Supplied entries —
──────────

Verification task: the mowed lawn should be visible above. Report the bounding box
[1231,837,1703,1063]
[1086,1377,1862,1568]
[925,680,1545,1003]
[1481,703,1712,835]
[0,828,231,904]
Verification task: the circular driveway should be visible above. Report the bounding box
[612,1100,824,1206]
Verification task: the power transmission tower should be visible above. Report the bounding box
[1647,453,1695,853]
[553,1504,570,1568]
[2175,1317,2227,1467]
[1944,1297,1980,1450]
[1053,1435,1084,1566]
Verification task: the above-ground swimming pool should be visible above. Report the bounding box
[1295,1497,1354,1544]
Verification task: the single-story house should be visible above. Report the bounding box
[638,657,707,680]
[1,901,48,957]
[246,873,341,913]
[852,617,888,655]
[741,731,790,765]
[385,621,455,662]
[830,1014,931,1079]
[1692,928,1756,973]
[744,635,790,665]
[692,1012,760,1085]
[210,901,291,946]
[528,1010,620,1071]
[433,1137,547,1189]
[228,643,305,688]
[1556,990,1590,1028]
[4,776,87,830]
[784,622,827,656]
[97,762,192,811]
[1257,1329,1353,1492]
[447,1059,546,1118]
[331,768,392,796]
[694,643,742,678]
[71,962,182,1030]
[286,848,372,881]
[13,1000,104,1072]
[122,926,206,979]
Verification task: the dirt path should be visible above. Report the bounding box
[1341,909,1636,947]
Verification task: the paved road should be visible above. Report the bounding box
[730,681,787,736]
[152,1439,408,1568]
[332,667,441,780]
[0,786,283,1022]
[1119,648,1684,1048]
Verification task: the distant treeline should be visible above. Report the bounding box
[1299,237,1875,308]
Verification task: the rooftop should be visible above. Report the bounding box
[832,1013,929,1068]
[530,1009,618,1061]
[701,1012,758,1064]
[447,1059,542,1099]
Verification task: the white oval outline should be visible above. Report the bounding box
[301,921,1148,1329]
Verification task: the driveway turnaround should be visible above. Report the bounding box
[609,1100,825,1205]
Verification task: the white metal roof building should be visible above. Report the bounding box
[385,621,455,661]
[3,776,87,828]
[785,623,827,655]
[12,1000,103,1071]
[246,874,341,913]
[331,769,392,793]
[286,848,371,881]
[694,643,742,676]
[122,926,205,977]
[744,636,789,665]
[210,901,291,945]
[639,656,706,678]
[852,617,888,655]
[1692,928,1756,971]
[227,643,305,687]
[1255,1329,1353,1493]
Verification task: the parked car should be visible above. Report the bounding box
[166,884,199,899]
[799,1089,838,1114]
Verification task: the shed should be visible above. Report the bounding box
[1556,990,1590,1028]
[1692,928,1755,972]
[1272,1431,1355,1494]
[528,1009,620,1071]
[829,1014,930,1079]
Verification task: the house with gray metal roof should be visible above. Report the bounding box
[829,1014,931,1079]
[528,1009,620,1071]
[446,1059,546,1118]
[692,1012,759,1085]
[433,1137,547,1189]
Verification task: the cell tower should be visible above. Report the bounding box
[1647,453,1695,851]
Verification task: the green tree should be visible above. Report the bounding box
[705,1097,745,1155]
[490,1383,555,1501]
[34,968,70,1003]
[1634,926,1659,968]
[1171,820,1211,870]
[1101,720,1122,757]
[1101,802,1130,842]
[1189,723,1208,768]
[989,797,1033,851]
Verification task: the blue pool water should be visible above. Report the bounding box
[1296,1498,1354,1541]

──────────

Your instructions —
All lines from the one that contains "Verification task: the blue" to the end of the records above are to be copied exactly; leave out the rest.

Your response —
Verification task: the blue pool water should be visible above. Report the bounding box
[1296,1498,1354,1541]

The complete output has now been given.